-- Start DOCUMENT SECTION --

Innovation Frustration

by Sarah Bean Thompson. greenbeanteenqueen@gmail.com on February 24, 2014

Innovation is a word that’s used around libraries a lot. Merriam-Webster defines innovation as “the introduction of something new” and “a new idea, method, or device.”1 According to MerriamWebster.com, innovation is in the top 1 percent of lookups.2 Obviously a lot of people are talking about, and interested in, innovation. And this is no different in the library world. I feel like every training session, conference, and staff meeting I attend includes something on how libraries can become more innovative. It can be overwhelming as a librarian to always be on the lookout for something new and exciting, a way to reinvent libraries and teen services.

As much as I love networking with my colleagues, reading blogs and library journals, and discovering programs and ideas that are happening in libraries around the country, I can’t always stop that little stab of guilt telling me that I’m not innovative enough. It’s an easy trap to fall into. I compare my library to other libraries and myself to other librarians. I think about what great ideas they have and wish I would have thought of it first. I convince myself I could never pull off a program like that because my budget is much smaller, or my building isn’t located next to a school, or I don’t have a good enough connection with someone in the community to bring in an outside guest. I feel as though I’m not creative enough to come up with an inventive and unique program. I convince myself that none of my ideas are new and fresh. I look at other libraries and compare my department with theirs—if only I had that display space, shelving, or furniture, then my department would be great.

For me, this is the frustration of innovation. We often get so caught up in wanting to try something new that we lose sight of what we already have. Sometimes it feels like the library is full of recycled ideas. From Listservs to blogs to library conferences and associations, librarians love to collaborate and share ideas. But it can be hard to think that what I’m offering teens is just the typical stuff that libraries are supposed to be offering teens. We’re supposed to be giving them great customer service, readers’ advisory, and homework help. We’re supposed to have teen nights, teen councils, and programs based around pop culture and teen interests. We’re supposed to lead book clubs and give book talks and make displays of new teen titles. We’re supposed to have a party or program for the latest book or movie release all the teens are talking about. But what I have to remember is that while I know this is what the library is providing for teens, not everyone else does. Community members, fellow librarians, and even teens themselves aren’t aware of everything that is happening in the library just for teens and how much libraries can offer.

Instead of trying to create more new programs or come up with something that will be the next teen trend or innovation, I focus on making the programs I already have great. Maybe I don’t think my program for teens is the most innovative program there is. But then I think about what else is offered in the community, what teens are asking for, and how the program is meeting their needs. What might seem like a simple program to me might not be so simple to those who attend.

-- End DOCUMENT SECTION --
-- Start EXCERPTED RECORDS --

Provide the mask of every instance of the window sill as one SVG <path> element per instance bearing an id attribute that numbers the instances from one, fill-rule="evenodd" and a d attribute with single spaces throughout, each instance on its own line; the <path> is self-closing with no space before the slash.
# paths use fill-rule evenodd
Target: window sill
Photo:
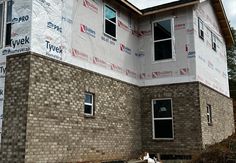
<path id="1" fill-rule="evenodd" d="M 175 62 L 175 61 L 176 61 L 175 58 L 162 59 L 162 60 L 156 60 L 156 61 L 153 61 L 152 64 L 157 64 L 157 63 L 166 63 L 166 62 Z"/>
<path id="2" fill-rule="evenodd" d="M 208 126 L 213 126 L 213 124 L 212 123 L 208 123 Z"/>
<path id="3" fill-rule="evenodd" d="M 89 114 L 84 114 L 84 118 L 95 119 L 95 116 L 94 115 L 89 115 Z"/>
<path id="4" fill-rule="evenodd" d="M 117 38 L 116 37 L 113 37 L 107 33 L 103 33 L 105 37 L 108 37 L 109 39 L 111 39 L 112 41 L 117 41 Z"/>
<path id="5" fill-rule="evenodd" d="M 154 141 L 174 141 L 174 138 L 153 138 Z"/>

-- End EXCERPTED RECORDS --
-- Start EXCERPTED RECORDS --

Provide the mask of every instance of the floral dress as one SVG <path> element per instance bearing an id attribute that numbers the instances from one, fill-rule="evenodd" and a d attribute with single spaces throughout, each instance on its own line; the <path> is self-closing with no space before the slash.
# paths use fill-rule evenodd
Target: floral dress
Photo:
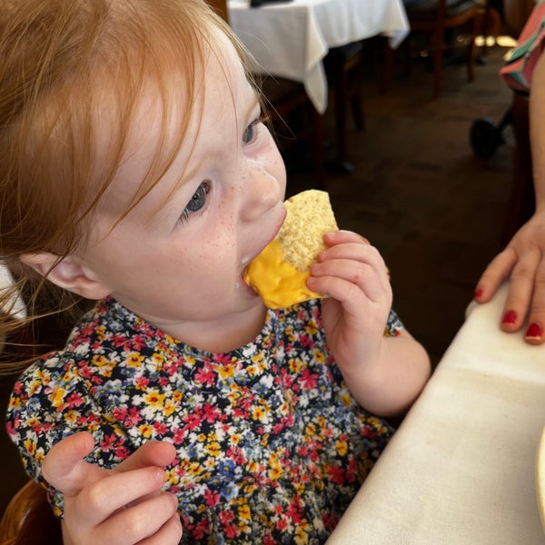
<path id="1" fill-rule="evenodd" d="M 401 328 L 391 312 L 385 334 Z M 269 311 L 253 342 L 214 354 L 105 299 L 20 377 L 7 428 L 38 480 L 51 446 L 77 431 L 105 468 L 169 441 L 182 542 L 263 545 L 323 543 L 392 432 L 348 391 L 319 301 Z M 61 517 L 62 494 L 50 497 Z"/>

-- End EXCERPTED RECORDS --

TASK BRIEF: Extract the stretch of the essay on innovation in libraries from "by Sarah Bean" through "and teen services.". Rely only on the essay about innovation in libraries.

THE RESPONSE:
by Sarah Bean Thompson. greenbeanteenqueen@gmail.com on February 24, 2014

Innovation is a word that’s used around libraries a lot. Merriam-Webster defines innovation as “the introduction of something new” and “a new idea, method, or device.”1 According to MerriamWebster.com, innovation is in the top 1 percent of lookups.2 Obviously a lot of people are talking about, and interested in, innovation. And this is no different in the library world. I feel like every training session, conference, and staff meeting I attend includes something on how libraries can become more innovative. It can be overwhelming as a librarian to always be on the lookout for something new and exciting, a way to reinvent libraries and teen services.